| TO BE DONE |
Reproduce the records beginning at the line that has "like [(21, 86)]." and stopping after the line that has "209), (205, 250)]", requests included, and output only those lines. Multiply every point coordinate in the answers by 0.75 and round to whole numbers, halves up, leaving the numbers in the requests and their format samples unchanged.
══ PROVIDED MATERIAL ══
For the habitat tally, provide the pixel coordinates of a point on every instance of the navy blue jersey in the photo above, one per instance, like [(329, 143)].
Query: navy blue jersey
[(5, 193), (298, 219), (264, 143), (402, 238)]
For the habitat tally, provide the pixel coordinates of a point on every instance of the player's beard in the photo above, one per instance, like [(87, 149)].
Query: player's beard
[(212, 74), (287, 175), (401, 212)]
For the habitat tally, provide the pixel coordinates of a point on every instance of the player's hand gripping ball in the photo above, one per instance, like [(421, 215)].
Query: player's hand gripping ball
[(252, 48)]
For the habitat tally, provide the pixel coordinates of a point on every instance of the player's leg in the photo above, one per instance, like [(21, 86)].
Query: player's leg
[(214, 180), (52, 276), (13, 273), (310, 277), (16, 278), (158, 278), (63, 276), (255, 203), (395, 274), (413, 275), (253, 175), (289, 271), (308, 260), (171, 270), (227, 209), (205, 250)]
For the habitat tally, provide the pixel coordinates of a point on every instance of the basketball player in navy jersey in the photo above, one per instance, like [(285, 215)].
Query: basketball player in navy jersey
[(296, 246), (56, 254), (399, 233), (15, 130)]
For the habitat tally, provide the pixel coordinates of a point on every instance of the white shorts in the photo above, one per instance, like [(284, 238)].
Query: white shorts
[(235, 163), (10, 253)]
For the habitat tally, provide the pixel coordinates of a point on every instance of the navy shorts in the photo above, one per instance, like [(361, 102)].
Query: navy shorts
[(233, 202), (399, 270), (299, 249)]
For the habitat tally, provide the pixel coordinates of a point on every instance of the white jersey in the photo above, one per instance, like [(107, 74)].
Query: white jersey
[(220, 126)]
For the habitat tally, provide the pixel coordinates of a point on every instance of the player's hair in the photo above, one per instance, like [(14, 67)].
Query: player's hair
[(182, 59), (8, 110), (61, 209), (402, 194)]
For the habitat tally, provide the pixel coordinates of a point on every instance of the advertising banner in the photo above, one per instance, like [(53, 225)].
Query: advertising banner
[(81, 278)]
═══
| OUTPUT OF THE EXERCISE |
For the habitat tally, provide the pixel coordinates of a point on every instance of the player's leg in the photo above, one per instance, like [(21, 86)].
Query: player's leg
[(161, 135), (39, 207), (10, 205), (233, 208), (12, 209), (119, 209), (47, 207), (191, 152), (296, 206), (310, 206), (190, 131), (217, 203), (231, 195), (128, 203), (170, 157), (154, 188)]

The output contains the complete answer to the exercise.